▸ **EXERCISE REQUIREMENTS**
1 - From the Signal Lost Vest description, list every action the vest can undergo once it becomes a large pocket.
2 - Transcribe the part of the Signal Lost Vest description that opens with the words containing "Signal Lost Vest" and closes with "vest as a bag.".

▸ **DOCUMENT PASSAGE**
====
Signal Lost Vest is an anti-surveillance pocket and protest tool. It examines pockets as spaces for reclaiming control of our privacy. The vest contains two faraday welt pockets made from copper conductive fabric. These functional pockets prevent tracking by blocking all wireless signals to and from connected devices. When worn, the vest offers an additional layer of facial and bodily protection. The vest itself becomes a large pocket that can be taken off, zipped up, and worn as a bag to store gear or transform the wearer into an altered appearance.

  • Four panel image. Each panel has a vest on a dressform with a copper fabric pocket sticking out. The last panel has the vest as a bag.
====
▸ **MATERIAL PROVIDED**
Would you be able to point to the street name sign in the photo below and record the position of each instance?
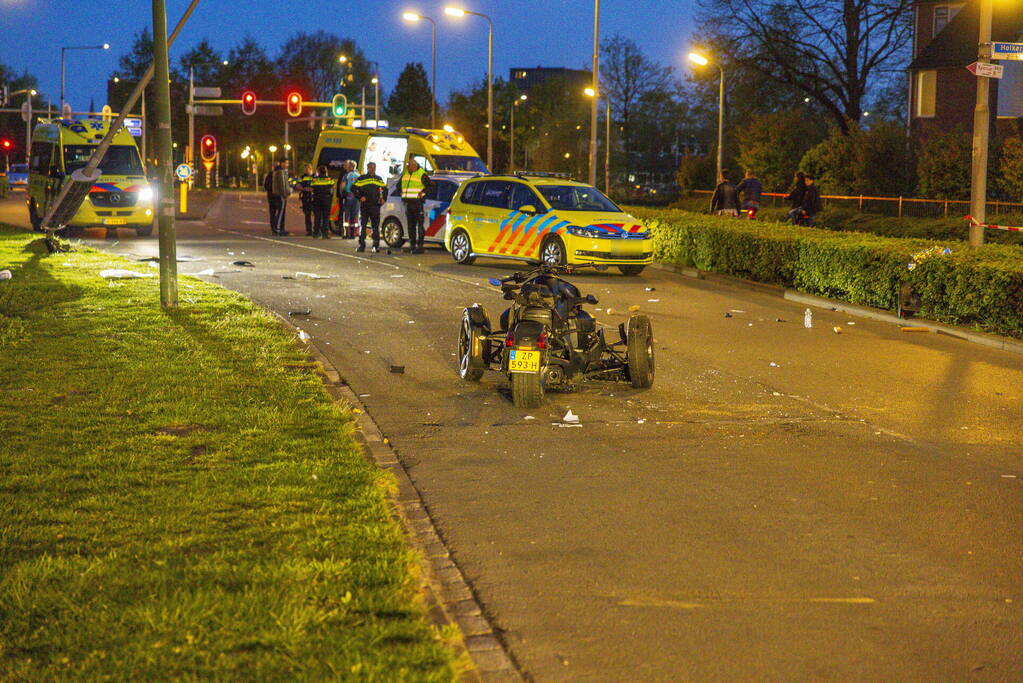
(1007, 51)
(199, 91)
(984, 70)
====
▸ **TASK-BY-TASK SOLUTIONS**
1 -
- taken off
- zipped up
- worn as a bag

2 -
Signal Lost Vest is an anti-surveillance pocket and protest tool. It examines pockets as spaces for reclaiming control of our privacy. The vest contains two faraday welt pockets made from copper conductive fabric. These functional pockets prevent tracking by blocking all wireless signals to and from connected devices. When worn, the vest offers an additional layer of facial and bodily protection. The vest itself becomes a large pocket that can be taken off, zipped up, and worn as a bag to store gear or transform the wearer into an altered appearance.

  • Four panel image. Each panel has a vest on a dressform with a copper fabric pocket sticking out. The last panel has the vest as a bag.